(Data entries)
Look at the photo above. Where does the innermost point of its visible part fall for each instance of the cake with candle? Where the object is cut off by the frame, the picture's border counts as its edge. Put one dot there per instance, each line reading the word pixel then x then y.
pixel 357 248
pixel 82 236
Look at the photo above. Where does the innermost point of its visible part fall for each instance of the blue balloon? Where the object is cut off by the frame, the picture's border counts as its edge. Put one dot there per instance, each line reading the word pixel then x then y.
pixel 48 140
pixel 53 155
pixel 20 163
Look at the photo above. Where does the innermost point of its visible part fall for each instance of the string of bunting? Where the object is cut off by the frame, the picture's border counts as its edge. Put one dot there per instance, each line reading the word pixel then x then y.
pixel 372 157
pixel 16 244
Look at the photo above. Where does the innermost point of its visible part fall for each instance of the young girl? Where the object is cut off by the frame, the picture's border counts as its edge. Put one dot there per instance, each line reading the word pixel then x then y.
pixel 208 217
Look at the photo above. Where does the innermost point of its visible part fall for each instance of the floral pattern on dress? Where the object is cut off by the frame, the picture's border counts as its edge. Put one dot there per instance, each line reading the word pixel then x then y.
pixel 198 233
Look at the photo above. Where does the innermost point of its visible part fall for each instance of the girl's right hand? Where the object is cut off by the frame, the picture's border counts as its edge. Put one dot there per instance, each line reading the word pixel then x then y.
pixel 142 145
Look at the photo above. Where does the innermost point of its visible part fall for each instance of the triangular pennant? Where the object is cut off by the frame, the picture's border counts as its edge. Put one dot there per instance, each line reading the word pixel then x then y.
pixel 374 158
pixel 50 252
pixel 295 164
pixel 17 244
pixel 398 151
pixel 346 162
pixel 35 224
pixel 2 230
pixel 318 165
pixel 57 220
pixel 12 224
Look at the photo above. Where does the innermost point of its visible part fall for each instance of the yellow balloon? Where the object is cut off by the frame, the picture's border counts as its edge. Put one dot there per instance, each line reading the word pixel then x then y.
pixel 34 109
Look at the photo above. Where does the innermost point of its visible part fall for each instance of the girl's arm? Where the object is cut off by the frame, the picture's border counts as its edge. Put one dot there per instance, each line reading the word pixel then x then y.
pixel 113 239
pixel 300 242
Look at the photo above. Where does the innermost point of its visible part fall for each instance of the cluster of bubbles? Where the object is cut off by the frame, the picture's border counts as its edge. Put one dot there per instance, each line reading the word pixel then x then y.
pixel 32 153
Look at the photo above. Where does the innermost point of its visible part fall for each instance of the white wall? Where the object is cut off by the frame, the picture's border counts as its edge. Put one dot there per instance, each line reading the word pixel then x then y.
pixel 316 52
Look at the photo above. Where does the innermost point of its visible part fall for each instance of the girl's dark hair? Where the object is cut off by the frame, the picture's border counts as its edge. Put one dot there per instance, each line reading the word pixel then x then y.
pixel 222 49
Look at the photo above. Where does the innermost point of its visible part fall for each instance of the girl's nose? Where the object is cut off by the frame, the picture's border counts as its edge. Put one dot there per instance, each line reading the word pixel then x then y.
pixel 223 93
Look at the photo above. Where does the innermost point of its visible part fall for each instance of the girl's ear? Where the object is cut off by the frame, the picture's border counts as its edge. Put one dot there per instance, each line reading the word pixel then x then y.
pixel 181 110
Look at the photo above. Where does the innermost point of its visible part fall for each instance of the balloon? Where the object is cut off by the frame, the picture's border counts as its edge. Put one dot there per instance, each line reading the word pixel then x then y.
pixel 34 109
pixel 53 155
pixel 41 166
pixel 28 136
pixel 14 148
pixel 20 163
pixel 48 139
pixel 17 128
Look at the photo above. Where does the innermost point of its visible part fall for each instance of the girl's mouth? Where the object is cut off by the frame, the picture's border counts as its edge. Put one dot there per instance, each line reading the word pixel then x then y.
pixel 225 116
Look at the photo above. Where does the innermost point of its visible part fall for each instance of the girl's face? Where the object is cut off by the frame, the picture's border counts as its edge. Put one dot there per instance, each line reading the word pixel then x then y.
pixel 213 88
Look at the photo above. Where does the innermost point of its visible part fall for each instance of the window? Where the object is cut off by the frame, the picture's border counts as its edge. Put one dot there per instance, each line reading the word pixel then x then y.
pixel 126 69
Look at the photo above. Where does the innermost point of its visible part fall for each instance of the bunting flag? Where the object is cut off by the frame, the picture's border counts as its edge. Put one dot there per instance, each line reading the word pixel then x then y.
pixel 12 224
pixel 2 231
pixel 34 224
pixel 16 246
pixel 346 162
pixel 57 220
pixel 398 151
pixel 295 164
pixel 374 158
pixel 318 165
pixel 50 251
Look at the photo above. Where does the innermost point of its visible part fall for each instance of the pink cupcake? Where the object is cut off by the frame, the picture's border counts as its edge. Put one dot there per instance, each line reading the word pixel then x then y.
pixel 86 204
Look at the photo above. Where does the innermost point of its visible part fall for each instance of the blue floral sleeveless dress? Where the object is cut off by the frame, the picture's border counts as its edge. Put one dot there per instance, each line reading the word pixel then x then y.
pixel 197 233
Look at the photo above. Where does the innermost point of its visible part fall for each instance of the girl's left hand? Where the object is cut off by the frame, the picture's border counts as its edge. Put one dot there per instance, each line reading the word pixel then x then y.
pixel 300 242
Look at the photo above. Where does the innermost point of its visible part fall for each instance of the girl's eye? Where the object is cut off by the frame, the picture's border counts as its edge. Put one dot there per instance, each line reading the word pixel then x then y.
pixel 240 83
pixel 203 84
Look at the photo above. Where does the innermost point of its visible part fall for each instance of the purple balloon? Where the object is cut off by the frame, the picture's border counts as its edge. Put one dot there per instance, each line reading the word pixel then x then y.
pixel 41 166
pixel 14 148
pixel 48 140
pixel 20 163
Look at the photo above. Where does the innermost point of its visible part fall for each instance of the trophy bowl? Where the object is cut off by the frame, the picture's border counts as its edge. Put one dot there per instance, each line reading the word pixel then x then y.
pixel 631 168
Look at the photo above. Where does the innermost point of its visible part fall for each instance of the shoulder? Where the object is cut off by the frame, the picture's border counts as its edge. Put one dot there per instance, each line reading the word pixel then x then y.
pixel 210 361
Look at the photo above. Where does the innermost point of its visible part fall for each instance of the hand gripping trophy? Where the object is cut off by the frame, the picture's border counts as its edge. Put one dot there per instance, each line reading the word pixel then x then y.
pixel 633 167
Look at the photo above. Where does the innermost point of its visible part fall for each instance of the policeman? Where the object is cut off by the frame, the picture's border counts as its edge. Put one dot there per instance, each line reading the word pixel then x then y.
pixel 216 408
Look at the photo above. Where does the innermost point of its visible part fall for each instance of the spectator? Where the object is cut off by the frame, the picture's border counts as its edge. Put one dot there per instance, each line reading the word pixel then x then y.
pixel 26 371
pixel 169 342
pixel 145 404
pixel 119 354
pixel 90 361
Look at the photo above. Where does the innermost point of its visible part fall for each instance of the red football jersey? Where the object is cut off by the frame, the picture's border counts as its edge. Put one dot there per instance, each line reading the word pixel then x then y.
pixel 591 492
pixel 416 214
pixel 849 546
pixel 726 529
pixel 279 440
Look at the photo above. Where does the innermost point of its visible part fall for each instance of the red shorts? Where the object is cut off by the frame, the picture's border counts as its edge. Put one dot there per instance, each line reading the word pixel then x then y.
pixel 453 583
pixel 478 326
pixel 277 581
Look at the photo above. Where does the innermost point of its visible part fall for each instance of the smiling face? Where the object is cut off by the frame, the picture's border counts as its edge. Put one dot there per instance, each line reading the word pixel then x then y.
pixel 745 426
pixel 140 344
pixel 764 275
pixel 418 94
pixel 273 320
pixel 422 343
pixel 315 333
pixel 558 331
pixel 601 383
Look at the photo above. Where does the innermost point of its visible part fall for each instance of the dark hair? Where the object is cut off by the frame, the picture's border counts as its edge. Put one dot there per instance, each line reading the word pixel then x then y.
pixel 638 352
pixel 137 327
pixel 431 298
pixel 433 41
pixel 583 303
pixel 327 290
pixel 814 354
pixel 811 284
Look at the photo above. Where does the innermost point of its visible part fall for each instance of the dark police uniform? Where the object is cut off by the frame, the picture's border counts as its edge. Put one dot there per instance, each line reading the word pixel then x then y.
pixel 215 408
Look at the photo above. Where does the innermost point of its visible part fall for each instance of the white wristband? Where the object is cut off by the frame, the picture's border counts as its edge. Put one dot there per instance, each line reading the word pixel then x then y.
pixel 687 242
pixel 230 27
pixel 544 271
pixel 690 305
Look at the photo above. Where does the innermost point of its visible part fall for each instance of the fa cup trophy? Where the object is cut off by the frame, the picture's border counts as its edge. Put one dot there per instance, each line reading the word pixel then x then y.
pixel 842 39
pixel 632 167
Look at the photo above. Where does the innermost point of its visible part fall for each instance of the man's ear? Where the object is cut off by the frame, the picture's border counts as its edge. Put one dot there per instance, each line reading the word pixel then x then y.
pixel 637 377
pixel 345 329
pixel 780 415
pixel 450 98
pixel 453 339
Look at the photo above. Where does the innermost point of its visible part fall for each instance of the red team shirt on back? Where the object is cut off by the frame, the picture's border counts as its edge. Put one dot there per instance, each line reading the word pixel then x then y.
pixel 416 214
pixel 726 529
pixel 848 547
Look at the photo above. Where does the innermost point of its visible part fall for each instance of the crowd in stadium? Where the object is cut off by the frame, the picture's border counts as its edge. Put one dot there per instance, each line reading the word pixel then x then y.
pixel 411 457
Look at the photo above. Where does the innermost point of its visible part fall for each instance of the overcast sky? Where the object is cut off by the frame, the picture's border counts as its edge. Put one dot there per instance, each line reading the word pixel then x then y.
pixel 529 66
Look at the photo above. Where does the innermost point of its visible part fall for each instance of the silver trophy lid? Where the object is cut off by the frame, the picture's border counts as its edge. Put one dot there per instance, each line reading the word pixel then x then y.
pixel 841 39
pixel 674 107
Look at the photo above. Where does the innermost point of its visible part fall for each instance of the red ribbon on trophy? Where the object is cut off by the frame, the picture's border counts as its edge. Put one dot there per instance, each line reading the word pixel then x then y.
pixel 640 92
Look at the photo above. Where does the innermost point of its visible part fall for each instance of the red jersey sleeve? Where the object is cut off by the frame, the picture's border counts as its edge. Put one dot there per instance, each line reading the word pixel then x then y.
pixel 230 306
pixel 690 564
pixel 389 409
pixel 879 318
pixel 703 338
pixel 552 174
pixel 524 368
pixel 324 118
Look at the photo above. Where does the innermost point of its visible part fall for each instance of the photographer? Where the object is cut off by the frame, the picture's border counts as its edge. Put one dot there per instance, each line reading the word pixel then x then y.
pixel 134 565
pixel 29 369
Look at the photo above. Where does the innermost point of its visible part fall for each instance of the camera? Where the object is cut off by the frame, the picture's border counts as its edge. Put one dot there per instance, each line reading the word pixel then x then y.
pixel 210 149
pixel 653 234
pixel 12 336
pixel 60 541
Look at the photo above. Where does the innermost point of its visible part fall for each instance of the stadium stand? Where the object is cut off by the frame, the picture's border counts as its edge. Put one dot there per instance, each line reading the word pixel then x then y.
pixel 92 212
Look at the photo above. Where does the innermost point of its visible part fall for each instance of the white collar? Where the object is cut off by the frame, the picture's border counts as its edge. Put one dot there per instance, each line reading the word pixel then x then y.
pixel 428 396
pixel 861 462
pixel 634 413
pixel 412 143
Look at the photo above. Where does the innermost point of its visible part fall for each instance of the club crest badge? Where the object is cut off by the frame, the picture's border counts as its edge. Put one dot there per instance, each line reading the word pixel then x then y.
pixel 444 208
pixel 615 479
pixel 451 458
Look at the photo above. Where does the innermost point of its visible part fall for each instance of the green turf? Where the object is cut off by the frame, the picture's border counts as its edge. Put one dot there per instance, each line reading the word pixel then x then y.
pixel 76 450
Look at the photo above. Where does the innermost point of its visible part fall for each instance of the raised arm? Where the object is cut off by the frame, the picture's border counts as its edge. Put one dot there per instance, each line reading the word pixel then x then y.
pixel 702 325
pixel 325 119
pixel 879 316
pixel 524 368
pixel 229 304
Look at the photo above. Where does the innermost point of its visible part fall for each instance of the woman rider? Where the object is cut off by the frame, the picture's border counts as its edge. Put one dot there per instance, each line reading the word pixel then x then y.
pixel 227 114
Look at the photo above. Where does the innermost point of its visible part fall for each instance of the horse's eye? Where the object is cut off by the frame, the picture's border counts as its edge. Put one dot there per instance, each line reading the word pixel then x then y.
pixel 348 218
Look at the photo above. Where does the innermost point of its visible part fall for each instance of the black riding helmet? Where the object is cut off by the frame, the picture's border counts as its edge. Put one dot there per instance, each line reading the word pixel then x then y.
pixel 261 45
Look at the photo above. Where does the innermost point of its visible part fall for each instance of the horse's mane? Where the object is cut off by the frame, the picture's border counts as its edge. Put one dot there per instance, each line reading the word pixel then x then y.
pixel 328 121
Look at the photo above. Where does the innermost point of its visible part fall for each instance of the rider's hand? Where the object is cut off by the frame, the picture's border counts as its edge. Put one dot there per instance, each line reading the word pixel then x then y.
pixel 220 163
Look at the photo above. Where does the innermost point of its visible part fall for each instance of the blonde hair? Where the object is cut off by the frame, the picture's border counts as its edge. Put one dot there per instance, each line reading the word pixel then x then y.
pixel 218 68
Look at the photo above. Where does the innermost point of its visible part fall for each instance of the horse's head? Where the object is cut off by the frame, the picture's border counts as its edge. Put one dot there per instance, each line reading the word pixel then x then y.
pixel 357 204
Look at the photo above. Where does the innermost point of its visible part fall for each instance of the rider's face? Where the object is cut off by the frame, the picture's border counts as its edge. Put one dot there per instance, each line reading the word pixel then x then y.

TASK PROMPT: Reproduce the part that opens with the line containing "of the floral" and closes with the line containing "pixel 198 233", replacing "floral pattern" with "flower print" and leaving everything else as it stands.

RESULT:
Look at the photo above. Where does the innermost point of its visible part fall for each instance of the flower print on dress? Where the object is cut off by the frame, the picture's border counts as its edge. Put one dot there per instance, each line reading the word pixel then x then y.
pixel 198 233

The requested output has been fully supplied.